Top of RECORD EXCERPTS

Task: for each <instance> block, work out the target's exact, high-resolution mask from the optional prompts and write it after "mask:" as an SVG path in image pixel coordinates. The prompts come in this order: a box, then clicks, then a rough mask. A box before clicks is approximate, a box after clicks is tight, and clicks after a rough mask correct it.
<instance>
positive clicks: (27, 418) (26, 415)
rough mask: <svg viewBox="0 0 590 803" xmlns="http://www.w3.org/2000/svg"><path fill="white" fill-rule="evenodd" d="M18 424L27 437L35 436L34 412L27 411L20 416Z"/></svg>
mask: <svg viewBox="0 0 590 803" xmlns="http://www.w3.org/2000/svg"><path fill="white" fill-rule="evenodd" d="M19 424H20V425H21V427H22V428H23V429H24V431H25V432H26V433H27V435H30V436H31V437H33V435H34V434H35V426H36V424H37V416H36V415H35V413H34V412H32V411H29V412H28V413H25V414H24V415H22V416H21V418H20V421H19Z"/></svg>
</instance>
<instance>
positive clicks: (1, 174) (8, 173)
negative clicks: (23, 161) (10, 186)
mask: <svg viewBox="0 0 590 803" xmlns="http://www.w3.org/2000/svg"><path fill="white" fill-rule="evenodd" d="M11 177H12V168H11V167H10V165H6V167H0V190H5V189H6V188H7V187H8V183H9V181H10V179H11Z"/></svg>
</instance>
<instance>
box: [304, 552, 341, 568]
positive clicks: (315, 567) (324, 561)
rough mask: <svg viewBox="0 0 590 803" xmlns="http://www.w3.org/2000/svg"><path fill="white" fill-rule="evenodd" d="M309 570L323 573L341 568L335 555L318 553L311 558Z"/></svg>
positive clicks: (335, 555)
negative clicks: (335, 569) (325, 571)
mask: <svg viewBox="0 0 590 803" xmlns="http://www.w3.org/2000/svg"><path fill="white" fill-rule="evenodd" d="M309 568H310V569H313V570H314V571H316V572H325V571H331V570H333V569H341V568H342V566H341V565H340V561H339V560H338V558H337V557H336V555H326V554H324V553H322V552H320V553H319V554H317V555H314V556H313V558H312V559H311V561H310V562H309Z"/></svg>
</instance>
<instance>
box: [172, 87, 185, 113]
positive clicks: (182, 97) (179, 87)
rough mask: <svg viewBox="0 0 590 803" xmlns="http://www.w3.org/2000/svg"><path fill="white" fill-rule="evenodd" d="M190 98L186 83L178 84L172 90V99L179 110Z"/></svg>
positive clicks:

Bottom of RECORD EXCERPTS

* _PROBLEM DESCRIPTION_:
Set down each line exactly as it appears in the data.

* _EXERCISE OUTPUT_:
Task: for each <instance> block, work out the target's exact, high-resolution mask from the optional prompts and write it after "mask:" as an SVG path in image pixel coordinates. The prompts come in this order: a box, then clicks, then a rough mask. A box before clicks is approximate, a box after clicks is tight, and clicks after a rough mask correct it.
<instance>
positive clicks: (27, 418) (26, 415)
rough mask: <svg viewBox="0 0 590 803" xmlns="http://www.w3.org/2000/svg"><path fill="white" fill-rule="evenodd" d="M18 424L27 437L35 436L34 412L27 411L20 416Z"/></svg>
mask: <svg viewBox="0 0 590 803" xmlns="http://www.w3.org/2000/svg"><path fill="white" fill-rule="evenodd" d="M19 424H20V425H21V427H22V428H23V429H24V431H25V432H26V433H27V435H30V436H31V437H33V435H34V434H35V426H36V424H37V416H36V415H35V413H34V412H32V411H29V412H28V413H25V414H24V415H22V416H21V418H20V421H19Z"/></svg>
</instance>
<instance>
positive clicks: (1, 174) (8, 173)
negative clicks: (23, 161) (10, 186)
mask: <svg viewBox="0 0 590 803" xmlns="http://www.w3.org/2000/svg"><path fill="white" fill-rule="evenodd" d="M11 177H12V168H11V167H10V165H6V167H0V190H5V189H6V188H7V187H8V183H9V181H10V179H11Z"/></svg>
</instance>
<instance>
box: [304, 552, 341, 568]
positive clicks: (315, 567) (324, 561)
rough mask: <svg viewBox="0 0 590 803" xmlns="http://www.w3.org/2000/svg"><path fill="white" fill-rule="evenodd" d="M309 570L323 573L341 568L335 555L318 553L311 558Z"/></svg>
positive clicks: (335, 555)
negative clicks: (335, 569) (325, 571)
mask: <svg viewBox="0 0 590 803" xmlns="http://www.w3.org/2000/svg"><path fill="white" fill-rule="evenodd" d="M309 568H310V569H313V570H314V571H316V572H325V571H331V570H333V569H341V568H342V566H341V565H340V561H339V560H338V558H337V557H336V555H326V554H324V553H322V552H320V553H319V554H317V555H314V556H313V558H312V559H311V561H310V562H309Z"/></svg>
</instance>
<instance>
box: [172, 87, 185, 113]
positive clicks: (182, 97) (179, 87)
rough mask: <svg viewBox="0 0 590 803" xmlns="http://www.w3.org/2000/svg"><path fill="white" fill-rule="evenodd" d="M190 98L186 83L178 84L172 90V99L179 110Z"/></svg>
positive clicks:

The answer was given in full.